[INSTRUÇÕES DA TAREFA] Retome a notícia sobre o estudo da violência contra as mulheres timorenses e continue-a a partir da última frase apresentada.

Díli, 17 mai (Lusa) - Dois terços das mulheres timorenses consideram que devem aguentar violência dos maridos para manter a família junta e 81% vê justificado que o companheiro lhes bata se não lhe obedecerem ou cumprirem bem as tarefas domésticas, segundo um estudo.
O estudo, que vai ser apresentado na quarta-feira em Díli, foi realizado pela Asia Foundation e pelo programa Nabilan e financiado pelo Governo australiano.
Com base em sondagens a 1.426 mulheres e a 839 homens, o estudo é o primeiro retrato da prevalência da violência física e sexual contra crianças e mulheres, a forma como a sociedade timorense não lida com o problema e o impacto que isso tem na sociedade.
Um problema comprovado pelos participantes no estudo: Três em cada cinco mulheres timorenses foram vítimas de violência física ou sexual pelos seus parceiros, 14% das mulheres timorenses foram violadas fora da relação e 3% foram vítimas de violações coletivas.

[LINHAS FORNECIDAS]

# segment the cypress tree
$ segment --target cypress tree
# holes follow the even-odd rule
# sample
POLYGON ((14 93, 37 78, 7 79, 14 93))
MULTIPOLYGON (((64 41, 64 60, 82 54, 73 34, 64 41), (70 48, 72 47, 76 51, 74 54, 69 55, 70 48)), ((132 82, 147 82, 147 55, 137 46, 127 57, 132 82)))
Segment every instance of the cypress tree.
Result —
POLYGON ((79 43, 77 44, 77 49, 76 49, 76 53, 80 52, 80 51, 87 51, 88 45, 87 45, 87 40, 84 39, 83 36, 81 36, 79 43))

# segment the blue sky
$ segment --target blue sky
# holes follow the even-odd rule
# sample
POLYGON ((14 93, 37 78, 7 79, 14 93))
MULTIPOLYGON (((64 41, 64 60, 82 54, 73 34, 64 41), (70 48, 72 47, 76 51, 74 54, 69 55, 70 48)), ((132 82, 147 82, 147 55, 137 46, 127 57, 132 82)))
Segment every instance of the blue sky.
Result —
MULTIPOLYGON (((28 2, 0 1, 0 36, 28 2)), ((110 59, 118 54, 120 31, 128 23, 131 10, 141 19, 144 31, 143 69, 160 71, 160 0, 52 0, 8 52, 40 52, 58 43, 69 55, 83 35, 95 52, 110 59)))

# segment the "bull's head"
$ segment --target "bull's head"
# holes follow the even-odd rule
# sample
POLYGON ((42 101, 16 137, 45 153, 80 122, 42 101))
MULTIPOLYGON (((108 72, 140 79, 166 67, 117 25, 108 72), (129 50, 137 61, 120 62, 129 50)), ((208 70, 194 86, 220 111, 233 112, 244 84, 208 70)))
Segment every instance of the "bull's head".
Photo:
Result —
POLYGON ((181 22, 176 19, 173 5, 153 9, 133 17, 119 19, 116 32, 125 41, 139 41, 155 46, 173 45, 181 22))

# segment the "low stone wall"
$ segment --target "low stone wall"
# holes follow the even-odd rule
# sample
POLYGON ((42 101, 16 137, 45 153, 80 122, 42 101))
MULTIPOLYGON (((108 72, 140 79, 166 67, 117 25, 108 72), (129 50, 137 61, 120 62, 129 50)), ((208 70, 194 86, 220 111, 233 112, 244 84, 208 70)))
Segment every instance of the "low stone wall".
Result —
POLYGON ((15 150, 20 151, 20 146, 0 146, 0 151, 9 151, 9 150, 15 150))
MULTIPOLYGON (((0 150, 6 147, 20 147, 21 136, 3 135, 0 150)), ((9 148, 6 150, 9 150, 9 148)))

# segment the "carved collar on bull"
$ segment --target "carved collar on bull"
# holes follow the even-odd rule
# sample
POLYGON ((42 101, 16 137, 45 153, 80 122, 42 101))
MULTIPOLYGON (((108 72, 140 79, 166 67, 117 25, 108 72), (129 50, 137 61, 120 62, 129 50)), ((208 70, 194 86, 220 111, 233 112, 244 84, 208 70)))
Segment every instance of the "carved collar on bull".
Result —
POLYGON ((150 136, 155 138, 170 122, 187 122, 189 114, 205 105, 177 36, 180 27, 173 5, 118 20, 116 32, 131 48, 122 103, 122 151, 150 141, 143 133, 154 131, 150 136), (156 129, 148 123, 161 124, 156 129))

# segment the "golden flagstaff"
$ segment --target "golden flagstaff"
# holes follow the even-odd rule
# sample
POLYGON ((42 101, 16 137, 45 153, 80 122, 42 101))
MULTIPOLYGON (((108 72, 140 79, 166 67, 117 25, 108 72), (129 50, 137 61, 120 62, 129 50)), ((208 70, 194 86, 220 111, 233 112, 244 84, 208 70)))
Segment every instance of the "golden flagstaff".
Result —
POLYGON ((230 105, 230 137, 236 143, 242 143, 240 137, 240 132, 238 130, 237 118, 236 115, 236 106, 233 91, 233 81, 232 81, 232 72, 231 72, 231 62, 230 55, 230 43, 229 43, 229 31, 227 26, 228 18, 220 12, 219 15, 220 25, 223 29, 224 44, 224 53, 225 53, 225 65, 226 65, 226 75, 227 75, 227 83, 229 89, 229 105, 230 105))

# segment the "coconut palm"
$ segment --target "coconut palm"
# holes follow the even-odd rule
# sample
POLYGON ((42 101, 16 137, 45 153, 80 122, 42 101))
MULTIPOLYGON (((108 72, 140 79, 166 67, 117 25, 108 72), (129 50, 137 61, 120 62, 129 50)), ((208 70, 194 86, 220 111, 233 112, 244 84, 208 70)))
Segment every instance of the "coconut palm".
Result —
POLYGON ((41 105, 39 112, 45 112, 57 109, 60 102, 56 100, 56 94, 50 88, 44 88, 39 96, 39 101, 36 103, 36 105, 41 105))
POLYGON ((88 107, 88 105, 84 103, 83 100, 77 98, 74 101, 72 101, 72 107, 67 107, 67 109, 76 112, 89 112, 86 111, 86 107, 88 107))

* * *

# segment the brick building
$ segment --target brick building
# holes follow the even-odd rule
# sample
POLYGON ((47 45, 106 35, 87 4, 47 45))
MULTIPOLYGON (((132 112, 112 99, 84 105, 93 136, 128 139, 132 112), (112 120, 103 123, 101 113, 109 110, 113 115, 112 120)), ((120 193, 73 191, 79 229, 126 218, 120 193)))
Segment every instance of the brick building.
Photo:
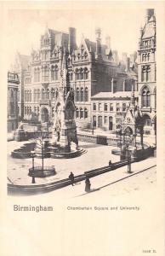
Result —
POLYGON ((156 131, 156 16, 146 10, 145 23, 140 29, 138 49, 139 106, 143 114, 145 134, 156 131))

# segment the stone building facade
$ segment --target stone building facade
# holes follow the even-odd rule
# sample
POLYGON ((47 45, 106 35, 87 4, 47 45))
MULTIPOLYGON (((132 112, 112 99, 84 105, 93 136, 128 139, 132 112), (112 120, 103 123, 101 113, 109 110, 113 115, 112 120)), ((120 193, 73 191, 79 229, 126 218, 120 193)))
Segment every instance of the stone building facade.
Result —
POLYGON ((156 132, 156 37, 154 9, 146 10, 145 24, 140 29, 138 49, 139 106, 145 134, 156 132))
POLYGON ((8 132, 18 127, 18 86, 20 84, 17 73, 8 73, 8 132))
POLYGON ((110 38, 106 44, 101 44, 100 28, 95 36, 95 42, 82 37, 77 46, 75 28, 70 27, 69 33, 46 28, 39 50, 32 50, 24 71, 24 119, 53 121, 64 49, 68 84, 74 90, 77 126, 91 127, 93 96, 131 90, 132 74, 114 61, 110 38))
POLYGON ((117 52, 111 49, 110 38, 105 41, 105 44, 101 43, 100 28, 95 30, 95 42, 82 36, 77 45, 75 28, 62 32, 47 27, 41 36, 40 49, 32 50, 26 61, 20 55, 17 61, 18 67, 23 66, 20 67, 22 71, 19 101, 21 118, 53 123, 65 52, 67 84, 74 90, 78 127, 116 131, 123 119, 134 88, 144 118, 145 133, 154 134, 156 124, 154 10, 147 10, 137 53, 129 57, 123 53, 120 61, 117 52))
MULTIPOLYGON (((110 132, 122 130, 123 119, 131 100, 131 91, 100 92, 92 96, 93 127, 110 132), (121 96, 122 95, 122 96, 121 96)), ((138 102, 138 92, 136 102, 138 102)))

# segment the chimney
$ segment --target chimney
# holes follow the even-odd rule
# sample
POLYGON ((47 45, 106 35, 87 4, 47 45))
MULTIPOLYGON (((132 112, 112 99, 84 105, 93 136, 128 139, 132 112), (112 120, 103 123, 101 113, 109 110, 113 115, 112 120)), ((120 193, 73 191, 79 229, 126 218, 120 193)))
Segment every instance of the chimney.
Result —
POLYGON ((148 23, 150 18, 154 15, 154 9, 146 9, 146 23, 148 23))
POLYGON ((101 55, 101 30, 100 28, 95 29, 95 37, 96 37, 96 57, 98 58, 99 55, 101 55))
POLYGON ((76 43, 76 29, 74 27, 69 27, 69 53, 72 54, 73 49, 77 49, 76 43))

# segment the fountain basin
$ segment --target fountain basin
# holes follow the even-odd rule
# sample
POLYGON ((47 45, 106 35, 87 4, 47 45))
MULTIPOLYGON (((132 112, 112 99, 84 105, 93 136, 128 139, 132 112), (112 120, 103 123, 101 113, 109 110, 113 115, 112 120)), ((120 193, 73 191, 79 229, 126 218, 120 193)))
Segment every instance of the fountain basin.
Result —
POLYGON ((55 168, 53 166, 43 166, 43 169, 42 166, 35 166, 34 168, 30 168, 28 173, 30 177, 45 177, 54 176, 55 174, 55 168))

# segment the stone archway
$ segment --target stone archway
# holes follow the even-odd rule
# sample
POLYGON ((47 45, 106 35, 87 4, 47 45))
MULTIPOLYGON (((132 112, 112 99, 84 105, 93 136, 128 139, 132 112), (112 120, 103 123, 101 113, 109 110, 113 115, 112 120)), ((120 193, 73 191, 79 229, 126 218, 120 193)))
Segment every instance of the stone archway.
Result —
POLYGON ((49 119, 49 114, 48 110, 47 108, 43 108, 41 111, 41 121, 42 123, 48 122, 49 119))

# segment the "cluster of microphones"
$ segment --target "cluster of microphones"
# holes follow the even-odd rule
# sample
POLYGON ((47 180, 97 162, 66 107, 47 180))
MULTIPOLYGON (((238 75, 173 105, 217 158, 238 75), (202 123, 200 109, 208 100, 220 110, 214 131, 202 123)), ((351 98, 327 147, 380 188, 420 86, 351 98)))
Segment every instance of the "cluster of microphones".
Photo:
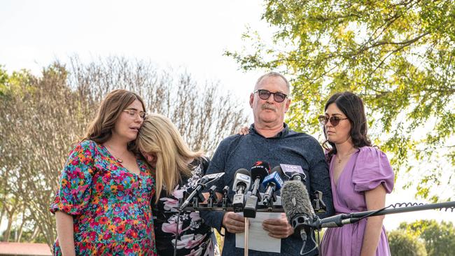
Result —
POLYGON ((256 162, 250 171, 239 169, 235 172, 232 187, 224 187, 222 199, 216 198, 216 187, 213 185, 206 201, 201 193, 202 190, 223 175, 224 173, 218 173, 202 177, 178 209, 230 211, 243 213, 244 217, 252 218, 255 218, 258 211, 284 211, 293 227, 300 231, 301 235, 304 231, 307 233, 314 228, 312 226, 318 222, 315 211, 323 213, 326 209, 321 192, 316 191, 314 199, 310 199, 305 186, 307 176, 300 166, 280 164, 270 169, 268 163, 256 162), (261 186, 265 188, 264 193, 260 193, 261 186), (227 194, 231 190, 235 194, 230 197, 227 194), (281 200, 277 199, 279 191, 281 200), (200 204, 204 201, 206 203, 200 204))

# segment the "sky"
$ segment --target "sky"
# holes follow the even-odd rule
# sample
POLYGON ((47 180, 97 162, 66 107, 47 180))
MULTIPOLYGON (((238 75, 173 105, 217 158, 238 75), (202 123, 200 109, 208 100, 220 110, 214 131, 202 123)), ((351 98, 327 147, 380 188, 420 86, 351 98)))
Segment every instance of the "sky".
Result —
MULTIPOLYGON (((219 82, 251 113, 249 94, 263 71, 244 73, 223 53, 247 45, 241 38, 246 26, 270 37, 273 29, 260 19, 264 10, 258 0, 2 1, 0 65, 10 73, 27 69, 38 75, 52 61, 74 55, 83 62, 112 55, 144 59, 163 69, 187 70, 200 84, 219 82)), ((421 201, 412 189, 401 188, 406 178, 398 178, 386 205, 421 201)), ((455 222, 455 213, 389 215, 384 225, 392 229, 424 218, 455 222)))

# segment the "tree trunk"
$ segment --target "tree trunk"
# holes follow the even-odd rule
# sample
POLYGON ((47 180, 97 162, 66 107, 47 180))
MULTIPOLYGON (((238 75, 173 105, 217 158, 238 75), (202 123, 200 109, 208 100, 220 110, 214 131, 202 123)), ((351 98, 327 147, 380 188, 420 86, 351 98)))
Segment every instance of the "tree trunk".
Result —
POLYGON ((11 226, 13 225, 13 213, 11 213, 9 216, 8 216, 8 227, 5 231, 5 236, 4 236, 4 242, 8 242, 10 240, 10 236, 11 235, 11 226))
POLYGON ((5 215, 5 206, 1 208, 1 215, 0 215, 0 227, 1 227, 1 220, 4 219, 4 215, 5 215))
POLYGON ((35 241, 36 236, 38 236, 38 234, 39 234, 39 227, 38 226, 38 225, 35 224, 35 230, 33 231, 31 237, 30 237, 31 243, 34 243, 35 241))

[RESPOSTA ESCRITA]
O estudo aponta porém a tendência em Timor-Leste para a maioria da sociedade considerar que a violência é aceitável, especialmente dentro da família, opinião mais vincada por mulheres que foram elas próprias vítimas de violência.
Assim, quase dois terços das mulheres e dos homens (61%) disseram que a mulher deve aguentar a violência para manter a sua família unida.
A maioria das mulheres (81%) e dos homens (79%) considera que um marido pode bater à mulher em determinadas circunstâncias, "como quando ela lhe desobedece, quando ela não completa satisfatoriamente o trabalho doméstico".
Mulheres que tinham experimentado violência do companheiro íntimo, nota-se no estudo, e os homens que perpetraram violência "são mais propensos a concordar com estas justificações de violência contra as mulheres".
A maioria das mulheres (83%) e dos homens (71%) considera que o papel mais importante da mulher é manter a casa em ordem e mais de 80% considera que "para ser um homem, é preciso ser duro".
O estudo mostra ainda que um quarto das mulheres acha que não podem recusar sexo com o marido em qualquer circunstância, inclusive se estiver doente ou ele estiver bêbado. Mais de 80% dos homens diz que uma mulher não pode recusar sexo ao marido, que não é violação se a mulher não lutar contra o agressor ou se for o caso de uma prostituta.
O estudo quis ainda perceber a motivação da ação dos homens, que apontaram argumentos como sentimentos de direito sexual, divertimento e até aborrecimento.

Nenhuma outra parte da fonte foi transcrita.